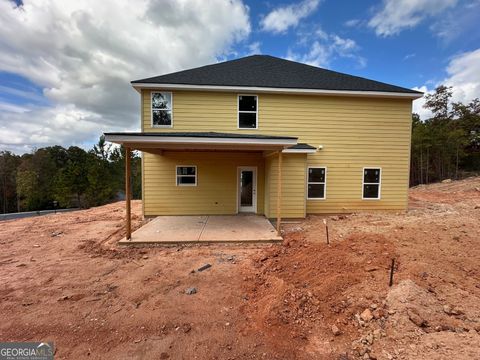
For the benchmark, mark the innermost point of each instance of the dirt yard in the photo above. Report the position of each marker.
(64, 279)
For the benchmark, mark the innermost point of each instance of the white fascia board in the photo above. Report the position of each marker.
(384, 94)
(120, 139)
(299, 151)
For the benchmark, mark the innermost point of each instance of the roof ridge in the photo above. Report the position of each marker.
(268, 71)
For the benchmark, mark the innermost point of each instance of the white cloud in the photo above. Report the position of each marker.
(324, 48)
(352, 22)
(463, 75)
(254, 48)
(84, 53)
(281, 19)
(397, 15)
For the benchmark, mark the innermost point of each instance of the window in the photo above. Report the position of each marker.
(317, 180)
(247, 111)
(371, 183)
(186, 175)
(162, 109)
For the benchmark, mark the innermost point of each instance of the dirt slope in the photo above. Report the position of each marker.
(64, 279)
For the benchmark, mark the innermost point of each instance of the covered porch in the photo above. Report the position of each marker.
(165, 148)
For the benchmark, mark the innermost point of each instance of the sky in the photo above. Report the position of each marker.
(66, 66)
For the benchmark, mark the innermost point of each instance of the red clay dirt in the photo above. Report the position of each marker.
(64, 279)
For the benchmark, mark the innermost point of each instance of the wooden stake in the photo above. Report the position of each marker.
(391, 273)
(326, 230)
(279, 193)
(127, 194)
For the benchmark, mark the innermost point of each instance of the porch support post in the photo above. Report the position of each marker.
(279, 192)
(128, 194)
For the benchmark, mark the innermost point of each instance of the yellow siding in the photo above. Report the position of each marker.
(293, 185)
(355, 133)
(216, 192)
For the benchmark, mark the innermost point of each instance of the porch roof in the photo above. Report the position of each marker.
(199, 141)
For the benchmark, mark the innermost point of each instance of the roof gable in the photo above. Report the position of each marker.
(272, 72)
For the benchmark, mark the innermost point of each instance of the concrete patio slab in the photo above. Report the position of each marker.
(203, 229)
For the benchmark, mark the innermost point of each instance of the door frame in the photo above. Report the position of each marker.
(254, 190)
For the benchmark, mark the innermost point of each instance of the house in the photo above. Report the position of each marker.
(271, 136)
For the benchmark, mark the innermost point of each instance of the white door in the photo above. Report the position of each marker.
(247, 189)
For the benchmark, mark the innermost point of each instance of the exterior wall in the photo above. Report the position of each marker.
(216, 191)
(293, 185)
(355, 132)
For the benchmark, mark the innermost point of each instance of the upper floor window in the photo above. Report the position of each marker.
(247, 112)
(162, 109)
(186, 175)
(372, 178)
(316, 183)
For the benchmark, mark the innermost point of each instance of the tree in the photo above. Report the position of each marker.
(438, 102)
(8, 171)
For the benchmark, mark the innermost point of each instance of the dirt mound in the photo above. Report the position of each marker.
(305, 288)
(65, 279)
(333, 301)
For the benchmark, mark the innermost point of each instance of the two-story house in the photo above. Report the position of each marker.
(270, 136)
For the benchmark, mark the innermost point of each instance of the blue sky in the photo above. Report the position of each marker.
(65, 66)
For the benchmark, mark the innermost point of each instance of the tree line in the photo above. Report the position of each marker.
(447, 145)
(70, 177)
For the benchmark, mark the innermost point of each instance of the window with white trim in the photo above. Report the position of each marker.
(316, 182)
(162, 109)
(372, 178)
(247, 111)
(186, 175)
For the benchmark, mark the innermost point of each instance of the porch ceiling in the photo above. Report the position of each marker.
(158, 141)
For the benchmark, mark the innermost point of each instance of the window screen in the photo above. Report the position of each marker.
(316, 182)
(186, 175)
(247, 111)
(162, 109)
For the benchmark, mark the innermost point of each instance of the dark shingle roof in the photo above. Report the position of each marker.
(209, 134)
(273, 72)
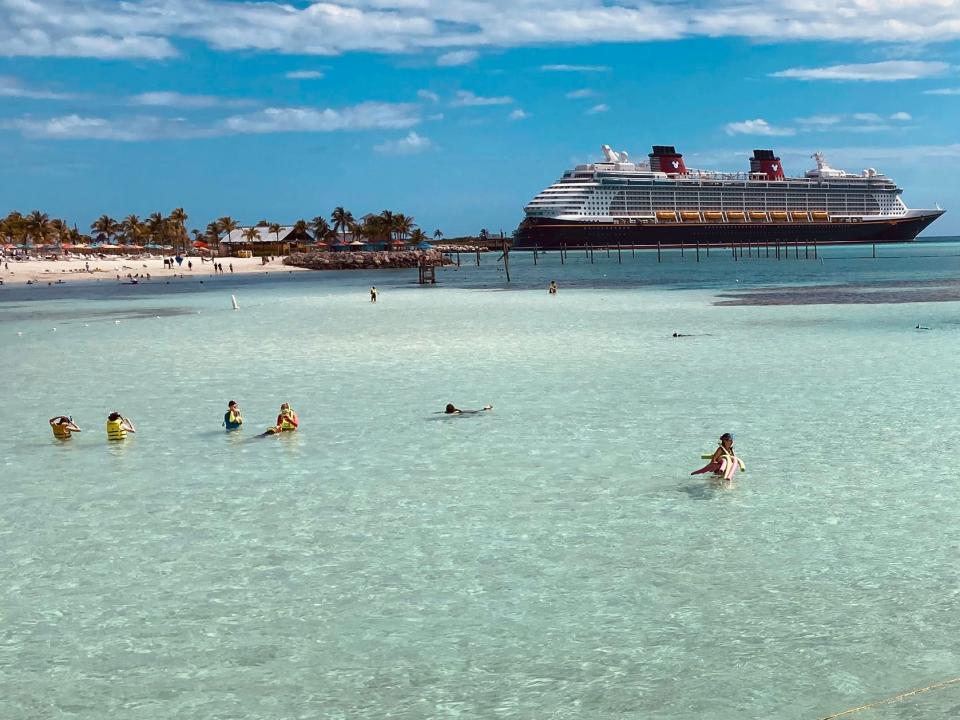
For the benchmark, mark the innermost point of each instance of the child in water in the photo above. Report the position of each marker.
(724, 462)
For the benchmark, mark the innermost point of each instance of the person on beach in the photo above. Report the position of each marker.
(452, 409)
(62, 426)
(233, 418)
(118, 426)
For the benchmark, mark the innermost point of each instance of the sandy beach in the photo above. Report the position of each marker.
(38, 270)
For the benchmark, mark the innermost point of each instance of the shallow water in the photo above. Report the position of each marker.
(552, 558)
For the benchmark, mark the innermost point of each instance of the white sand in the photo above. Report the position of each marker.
(18, 272)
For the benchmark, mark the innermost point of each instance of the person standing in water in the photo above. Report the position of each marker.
(233, 418)
(118, 426)
(62, 426)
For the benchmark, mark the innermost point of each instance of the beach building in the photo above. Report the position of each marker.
(259, 241)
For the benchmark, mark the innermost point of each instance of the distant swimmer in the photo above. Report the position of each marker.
(233, 417)
(451, 409)
(287, 421)
(724, 462)
(62, 426)
(118, 426)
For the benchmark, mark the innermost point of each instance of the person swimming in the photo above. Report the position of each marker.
(724, 461)
(451, 409)
(287, 421)
(118, 426)
(63, 426)
(233, 418)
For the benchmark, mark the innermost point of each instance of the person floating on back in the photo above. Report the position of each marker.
(287, 421)
(451, 409)
(233, 418)
(723, 463)
(62, 426)
(118, 426)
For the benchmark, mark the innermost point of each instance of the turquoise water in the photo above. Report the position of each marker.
(552, 558)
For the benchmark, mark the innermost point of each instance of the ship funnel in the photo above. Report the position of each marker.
(665, 158)
(765, 162)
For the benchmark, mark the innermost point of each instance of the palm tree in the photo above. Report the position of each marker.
(178, 218)
(320, 227)
(105, 227)
(342, 221)
(275, 229)
(227, 225)
(38, 225)
(418, 236)
(402, 225)
(132, 228)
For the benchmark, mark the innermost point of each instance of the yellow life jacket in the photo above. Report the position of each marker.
(286, 425)
(115, 430)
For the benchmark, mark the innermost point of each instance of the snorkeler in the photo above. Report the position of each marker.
(118, 426)
(724, 462)
(451, 409)
(62, 426)
(287, 421)
(233, 417)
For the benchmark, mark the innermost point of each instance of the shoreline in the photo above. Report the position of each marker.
(40, 271)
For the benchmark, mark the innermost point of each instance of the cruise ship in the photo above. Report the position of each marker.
(662, 203)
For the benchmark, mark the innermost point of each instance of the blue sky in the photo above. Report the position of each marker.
(455, 111)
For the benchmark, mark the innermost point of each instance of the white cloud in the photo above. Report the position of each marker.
(152, 29)
(465, 98)
(409, 145)
(13, 87)
(78, 127)
(756, 127)
(365, 116)
(575, 68)
(174, 99)
(457, 57)
(820, 120)
(886, 71)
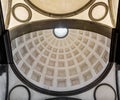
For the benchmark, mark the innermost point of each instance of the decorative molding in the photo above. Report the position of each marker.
(59, 15)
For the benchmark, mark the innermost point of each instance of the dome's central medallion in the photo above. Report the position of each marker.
(59, 7)
(60, 32)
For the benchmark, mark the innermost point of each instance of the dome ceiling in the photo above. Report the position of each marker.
(73, 61)
(61, 64)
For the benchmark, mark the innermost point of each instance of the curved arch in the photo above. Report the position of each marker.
(67, 23)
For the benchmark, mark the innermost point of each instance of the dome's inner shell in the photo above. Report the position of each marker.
(61, 64)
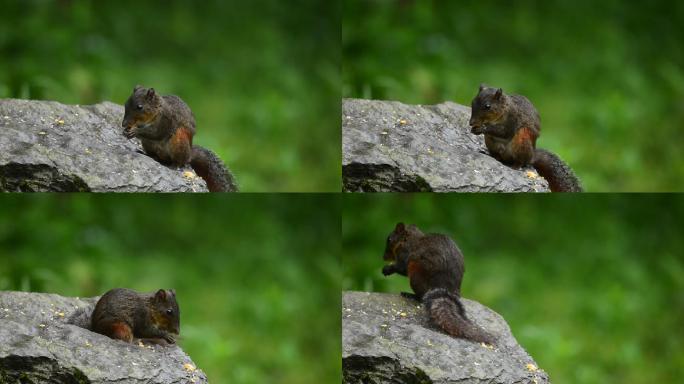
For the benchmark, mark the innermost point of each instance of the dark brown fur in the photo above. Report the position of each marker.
(124, 314)
(511, 126)
(435, 268)
(165, 126)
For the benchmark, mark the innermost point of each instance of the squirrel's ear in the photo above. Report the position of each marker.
(160, 295)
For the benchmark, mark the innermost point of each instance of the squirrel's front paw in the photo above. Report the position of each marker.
(388, 270)
(129, 133)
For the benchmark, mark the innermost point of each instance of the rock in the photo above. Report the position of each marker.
(48, 146)
(388, 146)
(387, 338)
(37, 345)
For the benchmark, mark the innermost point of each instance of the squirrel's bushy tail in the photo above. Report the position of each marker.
(559, 175)
(446, 310)
(209, 167)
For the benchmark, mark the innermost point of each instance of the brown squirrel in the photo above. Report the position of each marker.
(165, 125)
(511, 127)
(124, 313)
(435, 267)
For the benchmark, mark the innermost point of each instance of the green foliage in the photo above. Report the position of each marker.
(257, 277)
(606, 76)
(262, 77)
(591, 286)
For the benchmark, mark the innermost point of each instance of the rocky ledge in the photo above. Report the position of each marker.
(386, 338)
(388, 146)
(37, 345)
(46, 146)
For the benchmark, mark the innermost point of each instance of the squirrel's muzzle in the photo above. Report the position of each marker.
(476, 128)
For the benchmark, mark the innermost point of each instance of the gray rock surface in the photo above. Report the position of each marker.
(388, 146)
(48, 146)
(37, 345)
(387, 338)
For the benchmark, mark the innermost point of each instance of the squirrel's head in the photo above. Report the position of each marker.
(141, 108)
(397, 238)
(487, 107)
(166, 314)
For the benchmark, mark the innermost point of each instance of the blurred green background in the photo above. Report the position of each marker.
(257, 277)
(606, 76)
(262, 77)
(592, 287)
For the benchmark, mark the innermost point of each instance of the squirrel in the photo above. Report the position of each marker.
(165, 125)
(511, 126)
(124, 313)
(435, 267)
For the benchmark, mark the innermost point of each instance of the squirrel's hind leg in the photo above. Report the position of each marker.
(120, 330)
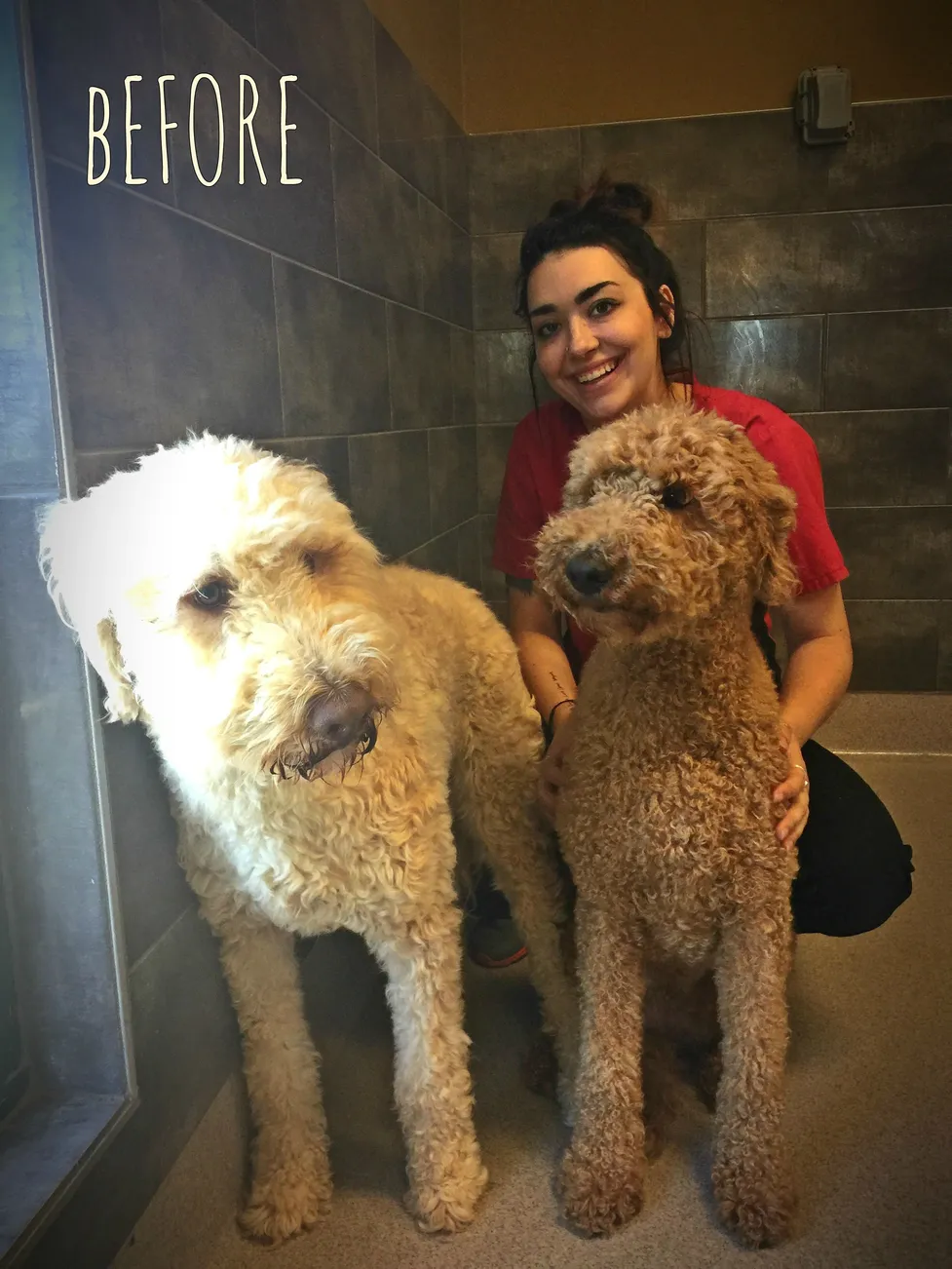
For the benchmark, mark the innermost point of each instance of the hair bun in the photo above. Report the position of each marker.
(622, 197)
(616, 197)
(632, 198)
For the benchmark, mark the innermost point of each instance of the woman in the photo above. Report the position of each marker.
(609, 335)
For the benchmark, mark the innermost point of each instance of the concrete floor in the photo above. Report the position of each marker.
(869, 1100)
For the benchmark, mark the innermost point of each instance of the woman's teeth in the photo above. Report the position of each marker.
(599, 373)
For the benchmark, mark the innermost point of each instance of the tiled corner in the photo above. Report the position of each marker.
(503, 386)
(330, 50)
(684, 245)
(332, 352)
(378, 223)
(515, 176)
(883, 361)
(900, 155)
(420, 369)
(390, 490)
(27, 428)
(883, 457)
(493, 444)
(841, 261)
(711, 165)
(187, 1043)
(99, 42)
(493, 581)
(95, 466)
(895, 553)
(445, 269)
(167, 325)
(943, 672)
(457, 151)
(239, 14)
(776, 358)
(495, 263)
(461, 357)
(296, 221)
(452, 465)
(152, 886)
(415, 129)
(895, 645)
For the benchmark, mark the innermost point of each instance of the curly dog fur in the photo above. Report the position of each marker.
(673, 525)
(320, 718)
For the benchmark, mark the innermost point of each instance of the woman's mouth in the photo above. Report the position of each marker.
(591, 378)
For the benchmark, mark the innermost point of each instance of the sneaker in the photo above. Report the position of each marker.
(495, 944)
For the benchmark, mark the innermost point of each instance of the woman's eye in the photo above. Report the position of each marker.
(675, 496)
(210, 594)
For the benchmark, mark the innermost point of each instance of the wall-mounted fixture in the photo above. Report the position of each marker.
(824, 105)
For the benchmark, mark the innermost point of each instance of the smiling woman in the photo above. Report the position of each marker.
(609, 335)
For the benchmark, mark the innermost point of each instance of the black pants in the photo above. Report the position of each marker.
(855, 868)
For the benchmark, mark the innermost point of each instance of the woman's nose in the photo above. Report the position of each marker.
(582, 337)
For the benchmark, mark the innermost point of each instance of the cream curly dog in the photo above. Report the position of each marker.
(313, 710)
(671, 526)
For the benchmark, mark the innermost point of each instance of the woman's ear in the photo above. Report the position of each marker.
(777, 581)
(664, 324)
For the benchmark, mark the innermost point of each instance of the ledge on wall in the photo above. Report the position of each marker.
(890, 722)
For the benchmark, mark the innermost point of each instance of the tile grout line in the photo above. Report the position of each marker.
(256, 247)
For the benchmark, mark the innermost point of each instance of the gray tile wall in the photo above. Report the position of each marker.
(329, 320)
(824, 283)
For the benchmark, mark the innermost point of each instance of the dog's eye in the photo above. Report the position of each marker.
(210, 594)
(317, 561)
(675, 496)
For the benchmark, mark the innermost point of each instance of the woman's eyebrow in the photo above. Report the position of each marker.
(579, 299)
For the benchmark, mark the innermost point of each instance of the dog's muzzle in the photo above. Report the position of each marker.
(590, 572)
(342, 717)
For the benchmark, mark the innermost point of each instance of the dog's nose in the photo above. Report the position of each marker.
(588, 571)
(339, 717)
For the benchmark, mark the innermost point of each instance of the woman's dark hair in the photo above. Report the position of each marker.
(612, 214)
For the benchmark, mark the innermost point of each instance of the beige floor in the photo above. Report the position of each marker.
(869, 1109)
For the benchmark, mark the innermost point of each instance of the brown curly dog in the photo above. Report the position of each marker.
(673, 526)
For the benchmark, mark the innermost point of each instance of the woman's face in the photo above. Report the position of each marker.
(596, 340)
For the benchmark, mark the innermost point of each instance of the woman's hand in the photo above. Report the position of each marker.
(793, 789)
(552, 768)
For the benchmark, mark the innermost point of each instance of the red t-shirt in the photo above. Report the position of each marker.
(537, 469)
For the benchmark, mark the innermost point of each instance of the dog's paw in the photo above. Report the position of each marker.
(451, 1205)
(288, 1201)
(600, 1200)
(754, 1206)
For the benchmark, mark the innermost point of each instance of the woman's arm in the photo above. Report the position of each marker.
(819, 659)
(549, 676)
(819, 664)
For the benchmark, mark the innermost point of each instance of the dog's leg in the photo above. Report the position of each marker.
(432, 1079)
(751, 1175)
(603, 1172)
(289, 1171)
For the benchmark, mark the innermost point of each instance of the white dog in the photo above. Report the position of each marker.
(313, 709)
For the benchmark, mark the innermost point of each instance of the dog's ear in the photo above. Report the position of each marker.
(78, 579)
(777, 581)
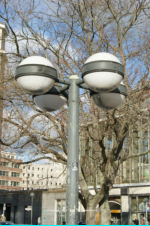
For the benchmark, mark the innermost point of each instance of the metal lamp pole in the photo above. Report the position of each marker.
(32, 196)
(73, 153)
(145, 200)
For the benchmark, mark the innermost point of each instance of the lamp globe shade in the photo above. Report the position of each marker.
(36, 75)
(110, 100)
(102, 72)
(52, 100)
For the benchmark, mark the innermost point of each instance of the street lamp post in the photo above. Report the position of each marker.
(32, 194)
(101, 75)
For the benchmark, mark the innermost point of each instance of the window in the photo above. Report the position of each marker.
(15, 165)
(15, 183)
(134, 204)
(3, 173)
(4, 164)
(14, 174)
(3, 182)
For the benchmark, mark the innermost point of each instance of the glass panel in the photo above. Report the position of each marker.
(144, 174)
(134, 204)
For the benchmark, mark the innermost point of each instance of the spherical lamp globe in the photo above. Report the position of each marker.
(36, 75)
(102, 72)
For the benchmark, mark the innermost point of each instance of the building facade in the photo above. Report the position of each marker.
(43, 176)
(10, 171)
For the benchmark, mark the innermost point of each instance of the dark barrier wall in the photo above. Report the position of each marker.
(18, 205)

[EXERCISE]: Copy the rows between the line holding "the dog's paw" and the line holding "(289, 1171)", inclusive, with the requests unchanged and every coordinate in the answers offset by 115.

[ANSWER TO THE PROBLEM]:
For the benchmark, mark the innermost point of each instance of the dog's paw in the photo above. Report the position of each marker.
(566, 1320)
(403, 1316)
(715, 1315)
(869, 1321)
For the benchmark, mark the innermost point of each instance of the woman's arm in the photo above. Report the position of each marker.
(934, 774)
(664, 791)
(934, 779)
For the benchmark, mark the innermost point of each instance of the dog's leg in the photo above. Report the position of each marker.
(547, 1194)
(866, 1290)
(718, 1287)
(404, 1286)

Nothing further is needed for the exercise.